Items from a labeling collection
++++++

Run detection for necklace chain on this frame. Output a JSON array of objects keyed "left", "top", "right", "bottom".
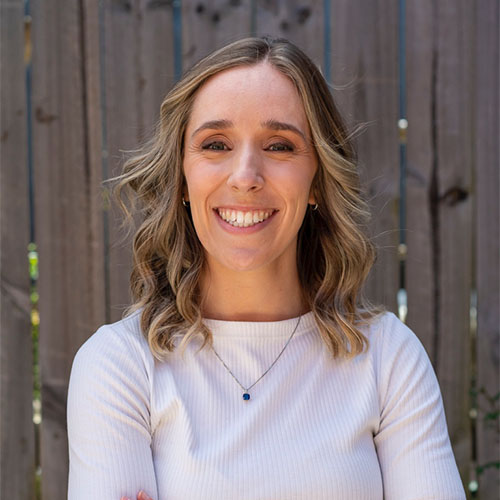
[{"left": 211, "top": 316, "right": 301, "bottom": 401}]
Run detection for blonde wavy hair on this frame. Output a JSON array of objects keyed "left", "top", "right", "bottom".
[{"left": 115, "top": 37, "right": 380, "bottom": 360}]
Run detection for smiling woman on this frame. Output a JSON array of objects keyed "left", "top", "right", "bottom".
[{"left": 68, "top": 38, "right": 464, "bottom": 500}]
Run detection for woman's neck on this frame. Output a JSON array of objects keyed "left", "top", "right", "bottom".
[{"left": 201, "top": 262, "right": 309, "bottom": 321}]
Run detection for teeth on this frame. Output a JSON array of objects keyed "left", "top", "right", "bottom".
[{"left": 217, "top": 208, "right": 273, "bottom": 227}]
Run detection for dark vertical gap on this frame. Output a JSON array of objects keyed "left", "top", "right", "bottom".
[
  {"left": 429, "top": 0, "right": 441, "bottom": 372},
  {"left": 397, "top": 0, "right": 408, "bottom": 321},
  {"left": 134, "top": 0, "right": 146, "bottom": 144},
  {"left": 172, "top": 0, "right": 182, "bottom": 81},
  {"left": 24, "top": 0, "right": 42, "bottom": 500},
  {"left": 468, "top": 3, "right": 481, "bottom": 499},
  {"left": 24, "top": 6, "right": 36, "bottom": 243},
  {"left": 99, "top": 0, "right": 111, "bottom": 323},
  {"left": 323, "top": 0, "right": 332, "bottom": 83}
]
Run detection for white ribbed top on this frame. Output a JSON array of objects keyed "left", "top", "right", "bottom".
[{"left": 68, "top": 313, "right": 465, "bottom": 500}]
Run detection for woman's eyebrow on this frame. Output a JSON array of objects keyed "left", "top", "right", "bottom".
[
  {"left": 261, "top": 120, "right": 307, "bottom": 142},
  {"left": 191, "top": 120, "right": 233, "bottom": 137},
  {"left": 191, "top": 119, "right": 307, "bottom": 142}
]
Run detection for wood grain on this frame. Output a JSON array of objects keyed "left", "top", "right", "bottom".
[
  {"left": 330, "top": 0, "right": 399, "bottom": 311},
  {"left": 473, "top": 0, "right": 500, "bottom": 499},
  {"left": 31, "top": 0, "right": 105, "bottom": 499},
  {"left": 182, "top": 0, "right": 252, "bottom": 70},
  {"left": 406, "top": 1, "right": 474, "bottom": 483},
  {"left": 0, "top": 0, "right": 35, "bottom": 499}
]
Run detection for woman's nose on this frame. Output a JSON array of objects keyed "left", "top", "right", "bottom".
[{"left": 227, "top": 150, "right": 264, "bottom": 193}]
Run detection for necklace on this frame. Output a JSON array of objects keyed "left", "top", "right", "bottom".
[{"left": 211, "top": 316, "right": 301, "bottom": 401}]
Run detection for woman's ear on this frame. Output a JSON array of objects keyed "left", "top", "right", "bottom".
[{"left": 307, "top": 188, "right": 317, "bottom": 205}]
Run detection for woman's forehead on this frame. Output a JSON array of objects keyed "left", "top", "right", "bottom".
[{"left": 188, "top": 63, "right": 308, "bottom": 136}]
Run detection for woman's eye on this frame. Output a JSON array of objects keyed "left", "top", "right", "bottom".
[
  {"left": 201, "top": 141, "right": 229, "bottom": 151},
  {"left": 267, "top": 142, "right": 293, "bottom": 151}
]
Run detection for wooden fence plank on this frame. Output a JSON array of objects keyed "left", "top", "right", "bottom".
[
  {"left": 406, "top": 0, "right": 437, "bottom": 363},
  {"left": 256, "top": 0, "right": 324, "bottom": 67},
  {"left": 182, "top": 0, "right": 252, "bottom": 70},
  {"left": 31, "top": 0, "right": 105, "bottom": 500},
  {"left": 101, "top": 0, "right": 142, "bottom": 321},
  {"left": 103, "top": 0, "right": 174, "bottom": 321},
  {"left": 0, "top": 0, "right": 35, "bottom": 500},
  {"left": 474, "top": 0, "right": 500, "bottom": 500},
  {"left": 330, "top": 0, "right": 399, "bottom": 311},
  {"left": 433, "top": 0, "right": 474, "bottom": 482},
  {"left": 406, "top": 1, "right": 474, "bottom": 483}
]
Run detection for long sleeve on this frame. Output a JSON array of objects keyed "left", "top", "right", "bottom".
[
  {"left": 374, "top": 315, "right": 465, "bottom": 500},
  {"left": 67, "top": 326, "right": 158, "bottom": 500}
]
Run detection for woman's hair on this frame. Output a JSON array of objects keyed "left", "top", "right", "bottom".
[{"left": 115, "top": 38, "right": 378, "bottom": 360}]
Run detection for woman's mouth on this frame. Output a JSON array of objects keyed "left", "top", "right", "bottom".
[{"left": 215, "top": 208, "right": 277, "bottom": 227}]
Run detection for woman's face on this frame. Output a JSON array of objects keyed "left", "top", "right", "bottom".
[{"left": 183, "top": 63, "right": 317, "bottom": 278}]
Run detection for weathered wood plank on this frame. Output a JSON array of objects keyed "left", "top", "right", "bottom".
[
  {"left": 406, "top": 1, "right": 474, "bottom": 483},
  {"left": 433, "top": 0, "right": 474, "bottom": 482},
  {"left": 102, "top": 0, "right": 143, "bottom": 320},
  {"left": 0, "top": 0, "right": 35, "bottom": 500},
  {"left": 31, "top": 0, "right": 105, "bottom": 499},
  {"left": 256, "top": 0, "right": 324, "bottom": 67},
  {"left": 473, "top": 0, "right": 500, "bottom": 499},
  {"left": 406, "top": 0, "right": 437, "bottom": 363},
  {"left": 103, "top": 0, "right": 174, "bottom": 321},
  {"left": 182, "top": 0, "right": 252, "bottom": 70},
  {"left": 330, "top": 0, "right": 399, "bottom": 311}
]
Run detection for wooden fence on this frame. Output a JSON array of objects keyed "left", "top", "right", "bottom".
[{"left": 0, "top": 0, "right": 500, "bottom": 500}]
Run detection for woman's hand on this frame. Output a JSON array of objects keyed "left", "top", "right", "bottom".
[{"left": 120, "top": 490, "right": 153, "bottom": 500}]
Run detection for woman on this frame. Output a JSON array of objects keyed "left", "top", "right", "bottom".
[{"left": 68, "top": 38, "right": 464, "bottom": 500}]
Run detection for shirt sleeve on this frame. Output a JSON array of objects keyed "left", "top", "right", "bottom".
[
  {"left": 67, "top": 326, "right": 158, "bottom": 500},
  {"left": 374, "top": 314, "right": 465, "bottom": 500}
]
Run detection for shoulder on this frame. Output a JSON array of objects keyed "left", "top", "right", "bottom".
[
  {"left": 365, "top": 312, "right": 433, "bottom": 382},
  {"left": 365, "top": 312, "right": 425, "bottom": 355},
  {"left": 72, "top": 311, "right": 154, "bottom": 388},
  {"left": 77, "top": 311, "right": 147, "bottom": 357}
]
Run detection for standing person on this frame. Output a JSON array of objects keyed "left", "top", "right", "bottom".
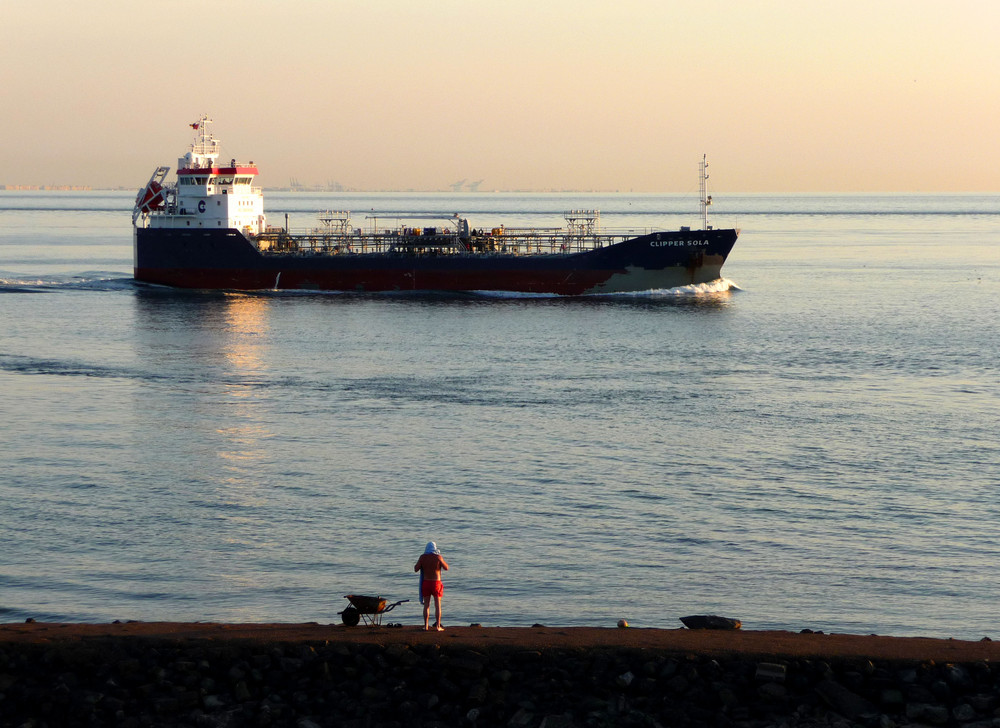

++++++

EXERCISE TASK
Quote every record above exactly, leaving out the pictures.

OUTPUT BELOW
Run detection for necklace chain on this frame. Output a JSON array of objects keyed "left", "top", "right", "bottom".
[{"left": 211, "top": 316, "right": 301, "bottom": 401}]
Run detection for blonde wavy hair on this frame. Output a JSON array of objects keyed "left", "top", "right", "bottom".
[{"left": 115, "top": 37, "right": 380, "bottom": 360}]
Run detection for smiling woman on this frame. Output a JSON array of objects keyed "left", "top", "right", "bottom".
[{"left": 68, "top": 38, "right": 464, "bottom": 500}]
Run detection for woman's neck on this frame. Output a JSON array of objects keyed "left", "top", "right", "bottom".
[{"left": 201, "top": 262, "right": 309, "bottom": 321}]
Run detection for teeth on this frame. Output a JSON array of objects keyed "left", "top", "right", "bottom".
[{"left": 217, "top": 208, "right": 273, "bottom": 227}]
Run detection for dark vertical gap on this frame. Output a JSON array of objects keyed "left", "top", "right", "bottom".
[
  {"left": 429, "top": 0, "right": 441, "bottom": 372},
  {"left": 397, "top": 0, "right": 408, "bottom": 321},
  {"left": 134, "top": 0, "right": 146, "bottom": 144},
  {"left": 172, "top": 0, "right": 182, "bottom": 81},
  {"left": 24, "top": 0, "right": 42, "bottom": 500},
  {"left": 468, "top": 3, "right": 481, "bottom": 499},
  {"left": 24, "top": 6, "right": 36, "bottom": 243},
  {"left": 99, "top": 0, "right": 111, "bottom": 323},
  {"left": 323, "top": 0, "right": 332, "bottom": 83}
]
Run detection for white ribbed top on this frame. Output a JSON array of objects keyed "left", "top", "right", "bottom".
[{"left": 68, "top": 313, "right": 465, "bottom": 500}]
Run detection for woman's eyebrow on this frame. Output a JSON array of objects keyed "left", "top", "right", "bottom".
[
  {"left": 261, "top": 120, "right": 307, "bottom": 142},
  {"left": 191, "top": 120, "right": 233, "bottom": 137},
  {"left": 191, "top": 119, "right": 307, "bottom": 142}
]
Run detection for wood grain on this frame. Output a JSON array of objects keyed "left", "top", "right", "bottom".
[
  {"left": 330, "top": 0, "right": 399, "bottom": 311},
  {"left": 473, "top": 0, "right": 500, "bottom": 499},
  {"left": 31, "top": 0, "right": 105, "bottom": 499},
  {"left": 182, "top": 0, "right": 252, "bottom": 70},
  {"left": 406, "top": 1, "right": 474, "bottom": 483},
  {"left": 0, "top": 0, "right": 35, "bottom": 499}
]
Run detection for woman's nose on this frame. Output a JSON array of objects keyed "left", "top", "right", "bottom".
[{"left": 227, "top": 150, "right": 264, "bottom": 193}]
Run detection for necklace on this frame. Output a JSON array of objects keyed "left", "top", "right", "bottom".
[{"left": 211, "top": 316, "right": 301, "bottom": 401}]
Run detection for woman's ear on this frame. Output a JSON array of objects keyed "left", "top", "right", "bottom".
[{"left": 307, "top": 188, "right": 317, "bottom": 205}]
Run detection for woman's forehead on this frame. Output a JSON array of objects keyed "left", "top", "right", "bottom".
[{"left": 188, "top": 63, "right": 308, "bottom": 136}]
Run detection for woman's eye on this frame. Output a JSON array of objects keyed "left", "top", "right", "bottom".
[
  {"left": 201, "top": 141, "right": 229, "bottom": 151},
  {"left": 267, "top": 142, "right": 293, "bottom": 151}
]
Run detection for wooden fence plank on this frame. Output a JSON array of objects keyed "left", "top", "right", "bottom".
[
  {"left": 406, "top": 0, "right": 437, "bottom": 363},
  {"left": 256, "top": 0, "right": 324, "bottom": 67},
  {"left": 182, "top": 0, "right": 252, "bottom": 70},
  {"left": 31, "top": 0, "right": 105, "bottom": 500},
  {"left": 101, "top": 0, "right": 142, "bottom": 321},
  {"left": 103, "top": 0, "right": 174, "bottom": 321},
  {"left": 0, "top": 0, "right": 35, "bottom": 500},
  {"left": 474, "top": 0, "right": 500, "bottom": 500},
  {"left": 330, "top": 0, "right": 399, "bottom": 311},
  {"left": 433, "top": 0, "right": 474, "bottom": 482},
  {"left": 406, "top": 1, "right": 474, "bottom": 483}
]
Run detection for long sleeve on this frame. Output a JSON array of objects keyed "left", "top", "right", "bottom".
[
  {"left": 374, "top": 315, "right": 465, "bottom": 500},
  {"left": 67, "top": 326, "right": 158, "bottom": 500}
]
Run detection for woman's hair on this frame. Output a JSON array of objects keyed "left", "top", "right", "bottom".
[{"left": 115, "top": 38, "right": 378, "bottom": 360}]
Run detection for woman's mouth on this frame. Output a JSON array of objects keyed "left", "top", "right", "bottom".
[{"left": 215, "top": 208, "right": 277, "bottom": 227}]
Run detection for woman's face on this frame. Output a JSON array of objects keyed "left", "top", "right", "bottom".
[{"left": 183, "top": 63, "right": 317, "bottom": 278}]
Run detection for weathered wood plank on this frame. Output a JSON array of objects keyed "left", "top", "right", "bottom".
[
  {"left": 406, "top": 1, "right": 474, "bottom": 483},
  {"left": 433, "top": 0, "right": 474, "bottom": 482},
  {"left": 102, "top": 0, "right": 143, "bottom": 320},
  {"left": 0, "top": 0, "right": 35, "bottom": 500},
  {"left": 31, "top": 0, "right": 105, "bottom": 499},
  {"left": 256, "top": 0, "right": 324, "bottom": 67},
  {"left": 473, "top": 0, "right": 500, "bottom": 499},
  {"left": 406, "top": 0, "right": 437, "bottom": 363},
  {"left": 103, "top": 0, "right": 174, "bottom": 321},
  {"left": 182, "top": 0, "right": 252, "bottom": 70},
  {"left": 330, "top": 0, "right": 399, "bottom": 311}
]
Run detection for wooden fence on this frame. Output a JSON array of objects keyed "left", "top", "right", "bottom".
[{"left": 0, "top": 0, "right": 500, "bottom": 500}]
Run detection for woman's hand on this frame. Output a JSON array of objects keyed "left", "top", "right", "bottom".
[{"left": 120, "top": 490, "right": 153, "bottom": 500}]
Run detection for woman on this frame. Output a JSON array of objects keyed "left", "top", "right", "bottom".
[{"left": 68, "top": 38, "right": 464, "bottom": 500}]
Run detection for shirt sleeve on this frame. Output a JSON array of objects keyed "left", "top", "right", "bottom".
[
  {"left": 67, "top": 326, "right": 158, "bottom": 500},
  {"left": 374, "top": 314, "right": 465, "bottom": 500}
]
Run detection for shoulder on this frame. Output a JSON array of objects keyed "left", "top", "right", "bottom".
[
  {"left": 365, "top": 312, "right": 433, "bottom": 382},
  {"left": 365, "top": 312, "right": 425, "bottom": 355},
  {"left": 72, "top": 311, "right": 154, "bottom": 388},
  {"left": 77, "top": 311, "right": 147, "bottom": 357}
]
Run detection for standing person on this frame. Output a JSON array of objects keyed "left", "top", "right", "bottom".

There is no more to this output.